The records:
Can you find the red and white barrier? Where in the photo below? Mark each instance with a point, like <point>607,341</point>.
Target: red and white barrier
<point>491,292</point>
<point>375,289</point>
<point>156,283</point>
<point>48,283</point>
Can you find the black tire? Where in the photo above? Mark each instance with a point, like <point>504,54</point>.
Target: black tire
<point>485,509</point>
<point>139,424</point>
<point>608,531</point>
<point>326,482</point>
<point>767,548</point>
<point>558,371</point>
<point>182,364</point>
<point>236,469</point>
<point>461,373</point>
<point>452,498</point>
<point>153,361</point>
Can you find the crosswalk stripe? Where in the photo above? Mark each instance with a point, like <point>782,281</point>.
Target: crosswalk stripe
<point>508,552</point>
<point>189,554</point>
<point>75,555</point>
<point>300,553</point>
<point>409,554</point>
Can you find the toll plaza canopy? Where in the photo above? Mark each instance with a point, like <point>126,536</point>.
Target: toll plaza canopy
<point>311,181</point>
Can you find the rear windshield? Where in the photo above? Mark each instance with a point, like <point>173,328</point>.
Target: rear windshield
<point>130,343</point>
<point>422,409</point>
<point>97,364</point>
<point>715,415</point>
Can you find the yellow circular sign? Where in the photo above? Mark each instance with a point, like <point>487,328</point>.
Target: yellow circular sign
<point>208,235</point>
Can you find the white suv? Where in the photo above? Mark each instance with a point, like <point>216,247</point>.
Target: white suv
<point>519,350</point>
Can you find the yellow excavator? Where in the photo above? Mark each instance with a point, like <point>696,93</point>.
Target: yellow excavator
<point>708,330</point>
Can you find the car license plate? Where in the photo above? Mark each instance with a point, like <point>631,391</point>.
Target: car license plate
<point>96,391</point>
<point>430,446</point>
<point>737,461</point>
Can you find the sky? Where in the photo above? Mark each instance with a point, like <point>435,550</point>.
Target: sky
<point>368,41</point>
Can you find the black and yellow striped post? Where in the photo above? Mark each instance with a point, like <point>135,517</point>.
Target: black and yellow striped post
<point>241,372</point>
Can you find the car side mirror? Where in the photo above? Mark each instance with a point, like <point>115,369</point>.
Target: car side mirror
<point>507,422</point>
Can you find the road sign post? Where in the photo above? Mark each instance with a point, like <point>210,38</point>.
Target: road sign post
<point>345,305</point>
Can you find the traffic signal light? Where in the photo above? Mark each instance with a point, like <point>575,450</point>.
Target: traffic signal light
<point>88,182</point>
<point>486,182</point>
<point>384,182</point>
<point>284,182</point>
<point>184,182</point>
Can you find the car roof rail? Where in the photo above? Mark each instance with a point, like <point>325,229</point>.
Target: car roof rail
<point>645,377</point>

--

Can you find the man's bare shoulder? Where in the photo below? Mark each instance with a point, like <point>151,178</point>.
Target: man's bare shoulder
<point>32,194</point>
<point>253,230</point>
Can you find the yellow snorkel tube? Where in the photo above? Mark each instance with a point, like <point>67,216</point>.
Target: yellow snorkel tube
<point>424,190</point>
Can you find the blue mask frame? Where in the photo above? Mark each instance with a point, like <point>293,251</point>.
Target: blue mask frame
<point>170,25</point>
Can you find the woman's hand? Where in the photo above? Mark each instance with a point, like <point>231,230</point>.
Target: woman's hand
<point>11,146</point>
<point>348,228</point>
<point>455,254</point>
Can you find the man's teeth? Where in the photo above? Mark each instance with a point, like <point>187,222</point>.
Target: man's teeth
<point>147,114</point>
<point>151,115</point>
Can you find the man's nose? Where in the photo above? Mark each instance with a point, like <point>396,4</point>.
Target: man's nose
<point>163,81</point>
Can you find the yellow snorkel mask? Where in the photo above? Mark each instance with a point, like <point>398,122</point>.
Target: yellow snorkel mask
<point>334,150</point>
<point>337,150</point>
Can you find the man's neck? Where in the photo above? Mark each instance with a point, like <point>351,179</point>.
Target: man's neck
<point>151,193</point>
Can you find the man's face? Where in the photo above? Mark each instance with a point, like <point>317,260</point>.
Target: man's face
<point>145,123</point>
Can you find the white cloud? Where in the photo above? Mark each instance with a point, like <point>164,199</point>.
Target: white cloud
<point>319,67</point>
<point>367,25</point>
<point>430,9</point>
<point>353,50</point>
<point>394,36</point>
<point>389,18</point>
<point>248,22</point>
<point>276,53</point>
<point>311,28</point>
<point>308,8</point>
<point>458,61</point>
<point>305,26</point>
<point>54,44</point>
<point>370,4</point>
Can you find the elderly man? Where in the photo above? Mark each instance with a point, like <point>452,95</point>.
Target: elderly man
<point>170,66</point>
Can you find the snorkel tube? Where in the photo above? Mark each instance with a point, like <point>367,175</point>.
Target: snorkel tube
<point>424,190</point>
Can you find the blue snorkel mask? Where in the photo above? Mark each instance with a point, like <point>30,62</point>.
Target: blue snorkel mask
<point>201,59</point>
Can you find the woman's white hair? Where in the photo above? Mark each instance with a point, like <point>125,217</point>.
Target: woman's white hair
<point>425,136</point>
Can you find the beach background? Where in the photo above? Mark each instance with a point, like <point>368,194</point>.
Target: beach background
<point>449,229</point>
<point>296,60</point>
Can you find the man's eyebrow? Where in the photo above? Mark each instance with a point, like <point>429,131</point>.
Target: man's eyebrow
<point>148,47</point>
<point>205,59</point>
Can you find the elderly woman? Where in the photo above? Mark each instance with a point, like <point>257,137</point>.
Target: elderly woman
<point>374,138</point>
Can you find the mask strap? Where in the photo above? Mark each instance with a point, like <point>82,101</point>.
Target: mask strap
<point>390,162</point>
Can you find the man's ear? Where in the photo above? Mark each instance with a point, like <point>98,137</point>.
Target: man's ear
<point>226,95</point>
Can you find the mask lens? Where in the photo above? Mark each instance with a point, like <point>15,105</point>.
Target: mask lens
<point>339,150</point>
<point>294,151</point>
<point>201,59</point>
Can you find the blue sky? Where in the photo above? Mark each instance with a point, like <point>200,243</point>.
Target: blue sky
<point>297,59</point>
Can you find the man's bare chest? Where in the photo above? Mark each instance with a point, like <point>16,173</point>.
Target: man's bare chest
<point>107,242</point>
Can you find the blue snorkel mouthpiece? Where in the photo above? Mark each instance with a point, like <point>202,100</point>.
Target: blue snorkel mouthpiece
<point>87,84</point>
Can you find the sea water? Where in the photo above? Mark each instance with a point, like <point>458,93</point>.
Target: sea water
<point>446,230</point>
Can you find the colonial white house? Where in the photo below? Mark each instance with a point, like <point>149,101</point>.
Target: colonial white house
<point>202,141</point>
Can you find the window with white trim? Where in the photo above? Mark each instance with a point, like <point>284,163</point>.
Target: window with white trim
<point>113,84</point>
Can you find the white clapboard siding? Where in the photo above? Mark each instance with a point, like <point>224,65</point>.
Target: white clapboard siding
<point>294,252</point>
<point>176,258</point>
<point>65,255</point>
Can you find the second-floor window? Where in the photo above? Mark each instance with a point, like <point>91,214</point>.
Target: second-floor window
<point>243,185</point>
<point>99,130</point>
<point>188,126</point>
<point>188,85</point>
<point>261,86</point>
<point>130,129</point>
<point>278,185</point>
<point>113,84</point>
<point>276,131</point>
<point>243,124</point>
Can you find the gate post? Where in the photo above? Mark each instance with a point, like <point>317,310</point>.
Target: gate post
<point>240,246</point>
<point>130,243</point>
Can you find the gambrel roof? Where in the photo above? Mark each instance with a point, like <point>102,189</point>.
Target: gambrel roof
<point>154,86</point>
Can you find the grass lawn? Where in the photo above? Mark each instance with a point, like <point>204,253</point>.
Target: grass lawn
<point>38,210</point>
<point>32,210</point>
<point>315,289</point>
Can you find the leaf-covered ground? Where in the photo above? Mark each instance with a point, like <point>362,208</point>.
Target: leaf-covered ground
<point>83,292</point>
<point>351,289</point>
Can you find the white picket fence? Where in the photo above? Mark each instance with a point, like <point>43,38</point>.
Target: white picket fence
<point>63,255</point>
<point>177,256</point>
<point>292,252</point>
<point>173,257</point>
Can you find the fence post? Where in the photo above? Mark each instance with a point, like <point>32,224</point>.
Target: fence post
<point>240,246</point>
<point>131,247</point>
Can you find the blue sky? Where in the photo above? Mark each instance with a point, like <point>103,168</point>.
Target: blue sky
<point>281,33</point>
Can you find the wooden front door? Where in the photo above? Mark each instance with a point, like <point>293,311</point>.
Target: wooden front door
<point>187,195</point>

Goal of the exercise:
Return all lines from the data above with "below" in them.

Your response:
Can you find the red and white barrier? Where in the photo below? Mark each instance with a point, like <point>607,341</point>.
Can you find the man's bare shoulder? Where in the photo below? Mark each instance with a point, like <point>151,178</point>.
Can you find the colonial white house? Where in the photo below? Mark each instance with a point, like <point>149,101</point>.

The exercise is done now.